Work order: Would you output the whole of the data exactly?

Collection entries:
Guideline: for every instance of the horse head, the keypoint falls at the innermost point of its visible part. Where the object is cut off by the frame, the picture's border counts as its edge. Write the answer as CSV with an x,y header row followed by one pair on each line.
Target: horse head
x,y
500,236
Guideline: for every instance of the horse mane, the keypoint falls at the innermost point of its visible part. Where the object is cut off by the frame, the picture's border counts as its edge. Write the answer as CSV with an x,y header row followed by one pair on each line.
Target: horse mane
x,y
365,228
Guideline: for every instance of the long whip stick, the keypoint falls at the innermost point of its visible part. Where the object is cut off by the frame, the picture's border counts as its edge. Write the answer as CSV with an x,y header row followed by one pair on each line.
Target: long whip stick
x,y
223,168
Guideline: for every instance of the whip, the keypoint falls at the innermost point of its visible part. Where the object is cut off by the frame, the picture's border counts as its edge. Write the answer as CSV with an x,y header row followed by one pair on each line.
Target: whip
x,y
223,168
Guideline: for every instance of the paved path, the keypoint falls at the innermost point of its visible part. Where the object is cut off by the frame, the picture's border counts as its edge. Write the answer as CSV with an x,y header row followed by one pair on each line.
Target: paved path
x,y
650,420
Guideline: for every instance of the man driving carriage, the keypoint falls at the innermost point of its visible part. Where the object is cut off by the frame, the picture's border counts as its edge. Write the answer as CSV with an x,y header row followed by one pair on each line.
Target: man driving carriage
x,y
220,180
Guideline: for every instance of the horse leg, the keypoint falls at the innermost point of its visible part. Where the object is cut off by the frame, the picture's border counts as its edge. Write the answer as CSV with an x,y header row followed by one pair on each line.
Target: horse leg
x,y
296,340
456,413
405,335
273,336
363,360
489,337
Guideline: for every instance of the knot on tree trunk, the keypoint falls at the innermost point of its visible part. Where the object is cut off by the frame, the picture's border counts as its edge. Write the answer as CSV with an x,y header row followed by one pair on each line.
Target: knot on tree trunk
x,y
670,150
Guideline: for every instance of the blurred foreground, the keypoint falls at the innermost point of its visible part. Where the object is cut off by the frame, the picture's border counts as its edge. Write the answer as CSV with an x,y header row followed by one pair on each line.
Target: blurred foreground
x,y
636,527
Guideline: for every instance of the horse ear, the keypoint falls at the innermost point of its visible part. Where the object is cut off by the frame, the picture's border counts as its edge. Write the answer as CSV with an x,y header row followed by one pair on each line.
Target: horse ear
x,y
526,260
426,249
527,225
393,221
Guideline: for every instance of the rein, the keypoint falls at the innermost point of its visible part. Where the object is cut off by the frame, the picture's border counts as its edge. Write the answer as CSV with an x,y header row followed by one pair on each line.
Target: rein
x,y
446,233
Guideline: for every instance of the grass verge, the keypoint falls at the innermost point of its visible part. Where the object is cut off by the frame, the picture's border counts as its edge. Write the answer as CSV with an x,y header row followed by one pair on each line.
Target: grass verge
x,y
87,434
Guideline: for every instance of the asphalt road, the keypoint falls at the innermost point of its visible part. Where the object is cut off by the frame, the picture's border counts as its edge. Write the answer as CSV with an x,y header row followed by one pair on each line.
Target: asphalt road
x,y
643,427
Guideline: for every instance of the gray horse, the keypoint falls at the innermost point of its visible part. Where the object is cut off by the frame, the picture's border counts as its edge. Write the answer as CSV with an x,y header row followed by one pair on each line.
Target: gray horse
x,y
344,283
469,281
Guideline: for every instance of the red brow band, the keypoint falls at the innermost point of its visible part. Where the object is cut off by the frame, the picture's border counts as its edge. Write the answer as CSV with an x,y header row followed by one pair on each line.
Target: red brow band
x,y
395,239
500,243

Expected answer:
Guideline: for every instance of the horse head, the keypoint falls at the innermost point of its visible part. Where the object is cut off by the frame, the picture's border counts as its edge. Write the answer as CSV with an x,y header row followed by one pair on each line.
Target: horse head
x,y
500,236
Guideline: for every instance of the horse mane, the keypoint falls at the innermost point of its visible part. Where the object is cut off by the frame, the picture's border counts as its edge. Write the answer as CSV with an x,y header row followed by one pair on each line.
Target: horse mane
x,y
365,228
Guideline: for every instance of the long whip stick, the keypoint falls at the innermost point of its visible part. Where the object is cut off by the frame, the picture's border counts as its edge. Write the answer as CSV with an x,y header row followed by one pair on each line.
Target: long whip stick
x,y
223,168
Guideline: for every instance of the whip, the keypoint falls at the innermost point of its visible part. Where the object is cut off by the frame, the picture's border counts as its edge. Write the answer as CSV with an x,y header row followed by one pair on each line.
Target: whip
x,y
223,168
Guideline: for every instance of the paved path, the keypoint falls at the innermost point of its visible part. Where the object is cut off by the frame, the picture's border counts as its edge. Write the answer as CSV with an x,y header row followed by one pair on each line.
Target: paved path
x,y
650,420
Guideline: for every instance of the man driving carriage, the keypoint falls at the innermost point of its visible part. Where the object is cut off by the frame, the picture's border counts as its edge. Write the answer as CSV with an x,y header row followed by one pair on each line.
Target: man driving carriage
x,y
220,180
Guideline: for every instance of the horse leg, the keypoint falls at the innermost point of its visible part. Where the object is cut off by the frame, the picture's border counts as its edge. Write the answer as CSV with an x,y header row followed by one pair on each line.
Target: horse leg
x,y
296,340
456,413
405,335
273,336
363,360
489,337
Guideline: for every instance of the knot on tree trunk, the keypoint falls at the innermost point of its visible part. Where the object is cut off by the frame, the picture's border counts as its edge. Write the answer as CSV with an x,y header row followed by one pair on each line.
Target: knot on tree trunk
x,y
670,150
Guideline: for every instance of the blurred foreground, the keypoint falls at the innermost point of its visible part. Where the object is cut off by the frame, the picture's border counts as its edge. Write the answer as CSV with an x,y header row followed by one pair on each line.
Target: blurred foreground
x,y
636,527
Guideline: for every instance of the horse ear, the keypoint falls at the innermost point of its visible part. Where the object is cut off by the frame, the picture's border counts as its edge. Write the answer as CSV with an x,y header row followed by one pair on each line.
Target: horse ear
x,y
526,260
426,249
527,225
393,221
Guideline: for every instance of the rein, the keypoint falls at the innermost point of its visible part. Where the object is cut off by the frame, the picture's border counts as its edge. Write the answer as CSV with an x,y header row followed by one pair on each line.
Target: rein
x,y
446,233
Guideline: for every instance of the grass verge, the keypoint falls at the innermost point of its visible part. Where the object is cut off by the frame, the picture's border counts as its edge. Write the answer as CSV with an x,y header row followed by one pair on each line.
Target: grass verge
x,y
87,434
Guideline: for every instance of the asphalt road, the keypoint falls at the innermost point of its visible part. Where the object is cut off by the frame, the picture's border counts as its edge. Write the answer as CSV with an x,y header row followed by one pair on each line.
Target: asphalt road
x,y
643,427
Guideline: for every instance of the gray horse, the keypoint falls at the innermost point of its visible part. Where the object is cut off by the frame, the picture's border counts as its edge. Write the answer as CSV with an x,y header row followed by one pair on each line.
Target: gray horse
x,y
344,283
469,281
Guideline: for every instance of the red brow band, the keypoint falls at the innermost point of its visible part. Where the object is cut off by the frame, the picture's border counts as its edge. Write the answer as CSV with an x,y header row followed by one pair on each line.
Target: red brow band
x,y
395,239
500,243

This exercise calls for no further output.